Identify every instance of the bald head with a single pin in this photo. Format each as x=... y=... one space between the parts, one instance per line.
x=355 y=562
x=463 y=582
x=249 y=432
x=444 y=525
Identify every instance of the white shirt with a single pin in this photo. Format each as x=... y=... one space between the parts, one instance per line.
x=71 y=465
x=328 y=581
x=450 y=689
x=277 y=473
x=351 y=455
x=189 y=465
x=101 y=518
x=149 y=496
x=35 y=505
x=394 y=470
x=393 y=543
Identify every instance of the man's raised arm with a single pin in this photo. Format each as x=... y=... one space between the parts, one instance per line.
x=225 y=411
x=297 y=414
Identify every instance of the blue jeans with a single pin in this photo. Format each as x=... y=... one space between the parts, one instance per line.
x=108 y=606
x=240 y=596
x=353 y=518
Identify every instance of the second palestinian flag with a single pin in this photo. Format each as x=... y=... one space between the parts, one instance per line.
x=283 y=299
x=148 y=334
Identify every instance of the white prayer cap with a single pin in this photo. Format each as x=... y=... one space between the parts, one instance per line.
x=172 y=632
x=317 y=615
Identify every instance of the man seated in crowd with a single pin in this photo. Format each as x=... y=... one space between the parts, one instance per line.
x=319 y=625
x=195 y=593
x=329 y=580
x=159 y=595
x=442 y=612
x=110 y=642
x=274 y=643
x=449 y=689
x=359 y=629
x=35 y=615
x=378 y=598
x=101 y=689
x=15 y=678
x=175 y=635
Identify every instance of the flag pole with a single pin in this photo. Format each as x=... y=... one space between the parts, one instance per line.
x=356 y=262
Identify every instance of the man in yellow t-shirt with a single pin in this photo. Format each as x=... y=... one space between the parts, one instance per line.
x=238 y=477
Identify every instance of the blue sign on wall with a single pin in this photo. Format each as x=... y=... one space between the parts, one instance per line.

REQUIREMENT
Format the data above as a JSON list of strings, one string per line and blank lines omitted, starting with the line that contains "Identify every instance of the white prayer" and continuing up to and including the last line of the data.

FINAL RESULT
[
  "Identify every instance of the white prayer cap with a single pin in this photo. Format each as x=... y=... one space between the parts, one instance per line.",
  "x=172 y=632",
  "x=317 y=615",
  "Identify every instance of the man seated in crowd with a single pin in this photo. Format each as x=... y=... one space between the parts, one instance per line.",
  "x=319 y=625",
  "x=195 y=593",
  "x=329 y=580",
  "x=159 y=595",
  "x=442 y=612",
  "x=110 y=642",
  "x=274 y=643",
  "x=449 y=689",
  "x=359 y=629",
  "x=35 y=615",
  "x=378 y=598",
  "x=101 y=689",
  "x=15 y=678",
  "x=175 y=635",
  "Identify every instance of the flag pole with a single pin in this photo. Format each as x=... y=... one space between the parts, one instance per line.",
  "x=356 y=262",
  "Identify every instance of the man in yellow t-shirt with a single pin in this photo. Format each as x=... y=... one space between the parts, one instance per line.",
  "x=238 y=477",
  "Identify every instance of the blue sign on wall with a single pin in this photo. Format each as x=... y=... one space between the parts, one instance per line."
]